Prompt -> Output verbatim the lines beginning at the one that contains "point(343, 107)" and ending at the last line of the material, inclusive of both.

Data ->
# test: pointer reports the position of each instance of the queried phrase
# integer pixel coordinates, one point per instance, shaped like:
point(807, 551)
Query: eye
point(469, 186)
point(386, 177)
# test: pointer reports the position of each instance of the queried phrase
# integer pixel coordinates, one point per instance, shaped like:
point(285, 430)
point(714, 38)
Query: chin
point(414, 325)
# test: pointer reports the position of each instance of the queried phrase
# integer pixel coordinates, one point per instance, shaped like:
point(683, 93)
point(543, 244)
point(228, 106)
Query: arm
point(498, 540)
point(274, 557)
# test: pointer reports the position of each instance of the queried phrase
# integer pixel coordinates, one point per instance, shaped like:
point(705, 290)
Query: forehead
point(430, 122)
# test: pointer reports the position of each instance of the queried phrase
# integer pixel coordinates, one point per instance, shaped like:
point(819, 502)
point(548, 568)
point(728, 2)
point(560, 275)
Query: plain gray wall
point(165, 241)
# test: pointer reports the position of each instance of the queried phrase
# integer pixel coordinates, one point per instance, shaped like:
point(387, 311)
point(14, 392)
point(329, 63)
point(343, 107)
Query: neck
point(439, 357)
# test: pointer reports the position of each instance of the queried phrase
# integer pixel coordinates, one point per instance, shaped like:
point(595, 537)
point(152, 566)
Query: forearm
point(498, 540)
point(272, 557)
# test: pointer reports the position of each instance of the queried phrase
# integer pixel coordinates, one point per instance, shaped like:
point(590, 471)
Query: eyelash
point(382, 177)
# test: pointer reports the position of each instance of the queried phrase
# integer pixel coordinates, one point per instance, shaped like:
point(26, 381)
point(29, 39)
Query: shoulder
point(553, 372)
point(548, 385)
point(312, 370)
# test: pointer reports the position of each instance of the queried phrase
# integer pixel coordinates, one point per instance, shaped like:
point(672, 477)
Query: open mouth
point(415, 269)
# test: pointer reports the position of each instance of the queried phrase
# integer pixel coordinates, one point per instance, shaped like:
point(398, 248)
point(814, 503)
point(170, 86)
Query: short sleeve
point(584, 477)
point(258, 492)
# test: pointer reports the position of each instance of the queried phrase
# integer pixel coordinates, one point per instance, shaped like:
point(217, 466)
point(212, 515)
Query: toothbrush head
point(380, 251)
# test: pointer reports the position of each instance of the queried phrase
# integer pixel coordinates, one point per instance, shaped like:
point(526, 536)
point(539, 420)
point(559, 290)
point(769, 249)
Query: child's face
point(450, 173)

Exercise solution ->
point(343, 107)
Query: neck
point(439, 357)
# test: pointer reports the position of each instance of the queried phrase
# integer pixel coordinates, one point per instance, shaped like:
point(595, 537)
point(152, 566)
Query: forearm
point(498, 540)
point(272, 557)
# test: pointer reports the position of each instance of the queried phrase
# integer pixel coordinates, one point per instance, shaped like:
point(590, 471)
Query: eyelash
point(382, 177)
# test: pointer reports the position of each instance of the queried phrase
# integer pixel coordinates, one point per instance, shaped like:
point(26, 381)
point(29, 39)
Query: shoulder
point(553, 372)
point(548, 385)
point(312, 370)
# test: pointer reports the position of each instance of the queried phrase
# integer pixel coordinates, one point per instance, shaped like:
point(672, 477)
Query: open mouth
point(415, 269)
# test: pointer reports the position of each instance of the queried phrase
# integer pixel coordinates, one point per instance, shaped like:
point(398, 248)
point(814, 503)
point(170, 86)
Query: short sleeve
point(584, 477)
point(258, 492)
# test: pointer reports the position of each instance of the queried phrase
# integer pixel coordinates, one point per instance, shaped like:
point(217, 466)
point(212, 515)
Query: toothbrush head
point(380, 251)
# test: pointer reports the position of each instance of the queried phrase
# integer pixel coordinates, one point per instance, shaped like:
point(526, 536)
point(539, 420)
point(559, 290)
point(769, 249)
Query: child's face
point(450, 173)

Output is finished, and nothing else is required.